### Goal
Quote the data below word for word, leaving out the pictures.

### Supplied records
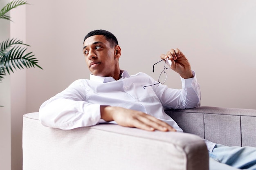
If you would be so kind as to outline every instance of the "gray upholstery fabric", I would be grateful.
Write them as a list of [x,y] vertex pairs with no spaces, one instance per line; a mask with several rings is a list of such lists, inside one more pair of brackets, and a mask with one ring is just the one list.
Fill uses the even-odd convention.
[[[256,147],[256,110],[201,106],[165,110],[185,132],[228,146]],[[23,117],[23,170],[207,170],[208,151],[186,133],[104,124],[65,130]],[[235,168],[213,161],[210,170]]]
[[200,106],[165,111],[184,132],[227,146],[256,147],[256,110]]

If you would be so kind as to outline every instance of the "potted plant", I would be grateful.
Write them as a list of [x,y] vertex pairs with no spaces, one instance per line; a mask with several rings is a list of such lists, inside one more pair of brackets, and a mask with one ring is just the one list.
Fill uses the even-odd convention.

### Solution for this problem
If you would be so kind as to outline every instance of the "gray upholstery fabric", I would be grateful.
Write them as a list of [x,y] vertex pairs with no spaces, one instance per line; a mask with several rings is a list of such lists, inside one more pair of brackets, and a mask with one ring is just the one list.
Fill uses the even-odd convention.
[[[256,147],[256,110],[201,106],[165,110],[185,132],[228,146]],[[23,117],[23,170],[207,170],[208,151],[186,133],[104,124],[65,130]],[[235,168],[213,161],[210,170]]]
[[200,106],[165,111],[184,132],[227,146],[256,147],[256,110]]

If you would be so kind as to outline every instance of the "potted plant", I would be grateful.
Write them as a list of [x,y] vertex pairs with no spaces, one instance per line; a mask with several rings is a list of such lists, inside one more pair of brackets, and a mask with one ring is just the one list.
Fill uses the even-odd convention.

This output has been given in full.